* [Required task]: Copy out, word for word, the lines from the one containing "Retail shelf audit: identify every wooden" through the last line below, including both ends.

* [Dataset content]:

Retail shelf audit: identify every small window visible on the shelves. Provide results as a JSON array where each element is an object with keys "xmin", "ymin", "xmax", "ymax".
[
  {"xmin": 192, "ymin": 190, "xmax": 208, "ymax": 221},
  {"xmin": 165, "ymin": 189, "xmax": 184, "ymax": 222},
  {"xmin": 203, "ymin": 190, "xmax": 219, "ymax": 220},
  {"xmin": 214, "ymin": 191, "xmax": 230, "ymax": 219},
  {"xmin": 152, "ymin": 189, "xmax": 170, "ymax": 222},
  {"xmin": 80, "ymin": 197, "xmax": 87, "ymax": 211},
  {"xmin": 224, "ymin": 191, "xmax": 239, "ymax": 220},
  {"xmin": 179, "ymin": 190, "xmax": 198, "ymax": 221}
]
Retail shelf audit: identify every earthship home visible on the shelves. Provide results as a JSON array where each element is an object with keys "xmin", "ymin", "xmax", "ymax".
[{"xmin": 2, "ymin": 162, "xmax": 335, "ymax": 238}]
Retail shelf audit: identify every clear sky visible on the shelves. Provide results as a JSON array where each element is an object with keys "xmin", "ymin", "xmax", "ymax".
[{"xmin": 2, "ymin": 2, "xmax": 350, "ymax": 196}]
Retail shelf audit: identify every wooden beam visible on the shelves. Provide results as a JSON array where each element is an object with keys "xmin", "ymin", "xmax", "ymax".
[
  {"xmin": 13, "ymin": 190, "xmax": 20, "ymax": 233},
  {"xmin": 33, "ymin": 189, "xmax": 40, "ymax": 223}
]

* [Written answer]:
Retail shelf audit: identify every wooden beam visible on the shelves. Provide results as a JSON array where each element is an object with keys "xmin", "ymin", "xmax", "ymax".
[
  {"xmin": 13, "ymin": 190, "xmax": 20, "ymax": 233},
  {"xmin": 33, "ymin": 189, "xmax": 40, "ymax": 223}
]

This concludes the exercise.